====== Text under study

No. Your scale is wrong. The correct contrast is not between the kitchen and the convenience store; it is between the kitchen and Alpha Centauri. Or, one might say it’s possible to flip a coin to heads 5 times in a row. Flipping it to heads a million times in a row is another matter, regardless of the time you have at your disposal.

So it is with micro vs. macro. Changing beak, feet or feather characteristics is feasible by the evolutionary measures you have described. Developing entirely new life forms is not.

“I guess my main contention here is that you do indeed seem to accept, at least provisionally, what science has discovered - except perhaps in geology or biology. I'm interested in why it's just these areas that you disagree with - is it purely religious convictions?”

That’s not how I would phrase it, but I guess it‘s reasonably accurate. Everyone prioritizes according to different experiences, logic, and influences that they have encountered. I’ve encountered and meditated upon different things than you, that‘s all.

“Do you feel that sociology and psychology have contributed nothing to understanding human life and behavior? We've learned quite a bit about these problems (for one, mere exposure to people of other races and ethnicities is often enough to combat racism and bigotry). The problem? Implementing these findings.”

Jehovah’s Witnesses have managed to implement them (re racism and bigotry) and we did it without any input from sociologists and psychologists. So…sure, I am content to let those fields thrive, but I‘m not thrilled when they pronounce judgments on our field, when it is our field that has succeeded in implementing their pie-in-the-sky dreams.

============

### About this task:
Rewrite the passage of the debate reply that begins with the words "That’s not how" and stops after "you, that‘s all.", swapping "meditated upon" for "reflected on".

====== Information supplied

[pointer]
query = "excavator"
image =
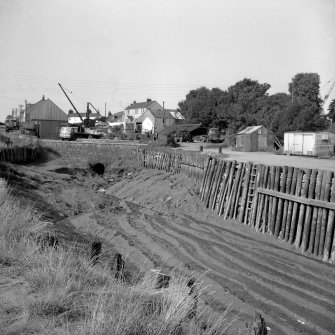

============

### Answer:
That’s not how I would phrase it, but I guess it‘s reasonably accurate. Everyone prioritizes according to different experiences, logic, and influences that they have encountered. I’ve encountered and reflected on different things than you, that‘s all.